**Text for analysis:**
☆ ☆ ☆
True Stories, Realities, and Illusions – Testing: A Personal History

Is Jimmy Stewart in Philadelphia Story the best screen drunk ever?

Over the Christmas week as is our custom, my wife, Marjorie, and I watched several favorite movies. The winner for most viewed film during our more than four decades together has to be The Philadelphia Story even though the story itself contains elements that make us just a little bit more uncomfortable as each year passes. (The rich folks get off a little TOO easy.) What delights us is a collection of performances that sparkle even on the umpteenth viewing. Watching Jimmy Stewart get drunk and then drunker and finally drunkest charms us just as the ‘inside Hollywood’ stories tell us those theatrics charmed his costars Cary Grant and Katherine Hepburn. For those of you who don’t know this tale, Stewart’s character is a reporter whose unscrupulous editor has placed him in a society wedding due to a sort of blackmail. At one point, well in his cups and after having hiccuped egregiously in Cary Grant’s face, Stewart’s reporter plots his revenge against the editor.

“Let me tell you about the time he went to Boston…to be awarded the Sarah Langley Medal for World Peace. The true story on that little jaunt would ruin him.”

Emphasis added

Emphasis added because those two words — true story — always catch our attention. In this case, the phrase strikes the ear with particular weight because we sense that up until now there’s something that we haven’t learned that will change the way we see the world even in a comedy like this one. The true story will illuminate the reality of the situation. What also strikes us here is that the true story will be one that delivers a comeuppance to those who deserve such a fate.

In this series of 31 consecutive daily posts about testing, one purpose pursued is to convey some of the realities of testing in order to persuade others of its value in the time of concerted campaigns to denigrate or eliminate it while also illuminating its deficits that need correction. What difference does it make to tell these stories and to get others to tell their personal histories? Awareness stands as a necessary precondition to any change. And anything that can be done to raise awareness as to the realities of a dimension of our lives that affects all of us immensely and has the potential to do so much more good than it currently accomplishes seems to me to be a good thing. Part of my reality of testing is that the majority of the American public fails to understand what should be, what usually is, and how they might influence its presentation in daily life. Whether this blog will succeed in its purpose or not, time will tell.
☆ ☆ ☆
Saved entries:

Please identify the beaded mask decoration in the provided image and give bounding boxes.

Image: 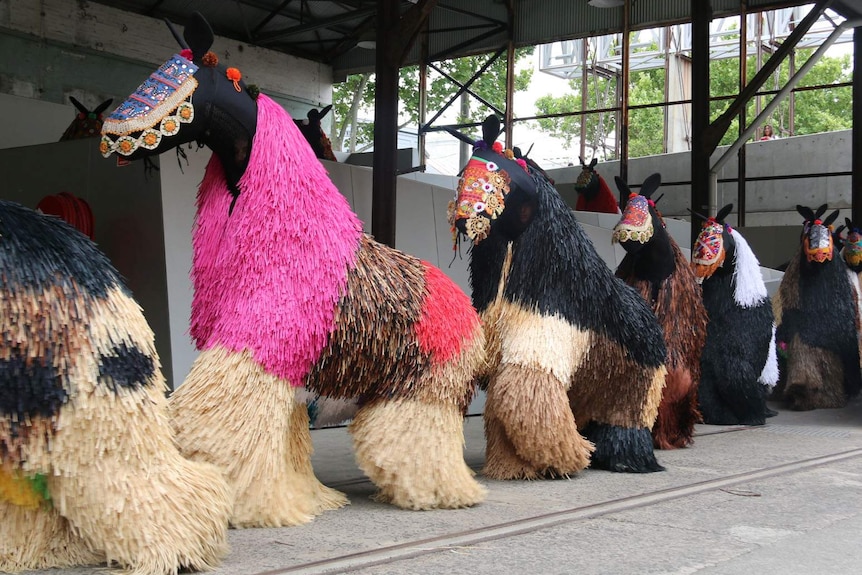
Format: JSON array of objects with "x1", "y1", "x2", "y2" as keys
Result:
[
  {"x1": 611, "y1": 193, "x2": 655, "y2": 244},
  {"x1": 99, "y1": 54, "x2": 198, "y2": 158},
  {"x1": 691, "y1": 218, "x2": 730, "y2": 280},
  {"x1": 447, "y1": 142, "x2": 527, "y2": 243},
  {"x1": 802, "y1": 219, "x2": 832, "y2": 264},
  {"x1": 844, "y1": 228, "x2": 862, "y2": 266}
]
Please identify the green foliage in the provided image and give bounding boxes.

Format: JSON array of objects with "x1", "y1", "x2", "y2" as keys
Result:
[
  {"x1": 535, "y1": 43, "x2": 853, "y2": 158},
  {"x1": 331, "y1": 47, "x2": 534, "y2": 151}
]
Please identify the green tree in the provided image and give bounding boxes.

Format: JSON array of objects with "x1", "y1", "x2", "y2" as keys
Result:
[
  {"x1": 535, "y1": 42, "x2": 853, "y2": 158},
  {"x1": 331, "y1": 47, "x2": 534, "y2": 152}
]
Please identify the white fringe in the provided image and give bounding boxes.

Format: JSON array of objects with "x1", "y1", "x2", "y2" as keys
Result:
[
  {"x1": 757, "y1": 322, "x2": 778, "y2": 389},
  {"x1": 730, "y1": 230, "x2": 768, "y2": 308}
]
☆ ☆ ☆
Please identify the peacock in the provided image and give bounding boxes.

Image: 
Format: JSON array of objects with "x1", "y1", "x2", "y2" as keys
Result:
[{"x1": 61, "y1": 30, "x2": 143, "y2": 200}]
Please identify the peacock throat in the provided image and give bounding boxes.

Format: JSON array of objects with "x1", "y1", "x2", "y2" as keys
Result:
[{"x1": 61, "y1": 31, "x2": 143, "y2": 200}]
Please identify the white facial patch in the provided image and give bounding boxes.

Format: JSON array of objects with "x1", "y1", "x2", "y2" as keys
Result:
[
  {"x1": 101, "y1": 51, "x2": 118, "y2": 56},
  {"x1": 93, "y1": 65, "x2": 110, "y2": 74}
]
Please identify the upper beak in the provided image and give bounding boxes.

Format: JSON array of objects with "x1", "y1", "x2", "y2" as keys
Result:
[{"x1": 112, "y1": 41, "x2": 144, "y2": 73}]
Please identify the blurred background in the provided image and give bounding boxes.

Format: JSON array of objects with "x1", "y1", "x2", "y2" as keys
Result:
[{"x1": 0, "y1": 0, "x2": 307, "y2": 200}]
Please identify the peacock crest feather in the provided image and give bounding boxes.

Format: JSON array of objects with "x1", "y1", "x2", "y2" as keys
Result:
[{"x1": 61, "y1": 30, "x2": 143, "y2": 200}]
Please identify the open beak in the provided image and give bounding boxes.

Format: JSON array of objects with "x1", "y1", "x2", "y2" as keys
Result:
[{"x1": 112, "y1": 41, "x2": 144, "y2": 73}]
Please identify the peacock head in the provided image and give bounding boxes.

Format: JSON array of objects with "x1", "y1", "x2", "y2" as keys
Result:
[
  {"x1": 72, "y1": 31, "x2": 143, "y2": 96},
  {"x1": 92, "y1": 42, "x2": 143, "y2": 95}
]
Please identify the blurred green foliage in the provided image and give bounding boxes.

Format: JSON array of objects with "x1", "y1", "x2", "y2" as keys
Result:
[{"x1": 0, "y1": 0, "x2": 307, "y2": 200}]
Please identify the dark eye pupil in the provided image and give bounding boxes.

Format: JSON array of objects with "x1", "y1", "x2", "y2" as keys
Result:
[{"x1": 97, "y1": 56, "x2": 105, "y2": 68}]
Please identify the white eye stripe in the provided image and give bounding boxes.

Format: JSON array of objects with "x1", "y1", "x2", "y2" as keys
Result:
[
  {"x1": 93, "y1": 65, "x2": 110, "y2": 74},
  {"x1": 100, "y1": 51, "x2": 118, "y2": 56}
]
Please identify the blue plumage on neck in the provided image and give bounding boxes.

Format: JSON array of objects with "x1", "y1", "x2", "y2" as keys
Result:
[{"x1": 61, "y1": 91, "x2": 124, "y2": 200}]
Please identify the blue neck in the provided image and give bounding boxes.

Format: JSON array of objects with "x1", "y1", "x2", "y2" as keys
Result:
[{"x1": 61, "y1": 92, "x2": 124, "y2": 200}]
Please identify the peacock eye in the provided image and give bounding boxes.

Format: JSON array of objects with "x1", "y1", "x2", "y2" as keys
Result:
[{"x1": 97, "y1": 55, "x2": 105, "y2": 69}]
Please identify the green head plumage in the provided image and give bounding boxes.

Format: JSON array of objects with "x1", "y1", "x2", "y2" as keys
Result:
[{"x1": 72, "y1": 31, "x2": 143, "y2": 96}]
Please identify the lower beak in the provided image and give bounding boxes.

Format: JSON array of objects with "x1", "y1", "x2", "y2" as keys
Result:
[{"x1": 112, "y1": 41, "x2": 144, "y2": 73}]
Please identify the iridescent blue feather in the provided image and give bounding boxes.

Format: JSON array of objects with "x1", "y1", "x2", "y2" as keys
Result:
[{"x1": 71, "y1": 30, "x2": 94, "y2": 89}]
☆ ☆ ☆
**Assignment:** Write the next part of the blog post on testing that opens with The Philadelphia Story, picking up after its final sentence. This material isn't needed.

**Reply:**
Meanwhile, on with telling…

Unlike the Jimmy Stewart character, I’m not interested in unveiling some true story that I witnessed during my time at the world’s preeminent educational measurement organization in order to settle some score. But biases exist in my sense of the reality of testing.

When it comes to testing, each one of our personal histories is a true story. In the sense that physicist David Bohm asserted in 1977 about the word true:

“Reality is what we take to be true. What we take to be true is what we believe. What we believe is based upon our perceptions. What we perceive depends on what we look for. What we look for depends on what we think. What we think depends on what we perceive. What we perceive determines what we believe. What we believe determines what we take to be true. What we take to be true is our reality.”

Reality isn’t all it’s cracked up to be

Dietrich Dorner influenced my brother John Elliott and I significantly when we wrote Decision DNA over twenty years ago. In his book The Logic of Failure, Dorner writes, “A person’s model of reality can be right or wrong, complete or incomplete. As a rule it will be both incomplete and wrong and one would do well to keep that probability in mind.”[i][

With that caveat of my reality suffering both of those flaws, let me offer a pair of realities observed during my time in the belly of the testing beast:

#1 Testing in the United States for the most part is not about the test-taker.

#2 Measurement is imperfect and experts in measurement know that.

Let’s start with # 1 and introduce the notion of a warrant in testing. #2 will appear as tomorrow’s post

Bob Mislevy in his excellent paper Substance and Structure in Assessment Arguments defines and contextualizes a warrant in this paragraph drawing upon “Toulmin (1958) provided terminology for talking about how we use substantive theories and accumulated experience to reason from particular data to a particular claim.” The figure below “outlines the structure of a simple argument. The claim is a proposition we wish to support with data. The arrow represents inference, which is justified by a warrant, a generalization that justifies the inference from the particular data to the particular claim. Theory and experience, such as empirical studies and prior research findings, provide backing for the warrant. In any particular case we reason back through the warrant, and qualify our conclusions if there are alternative explanations for the data.”

Got that?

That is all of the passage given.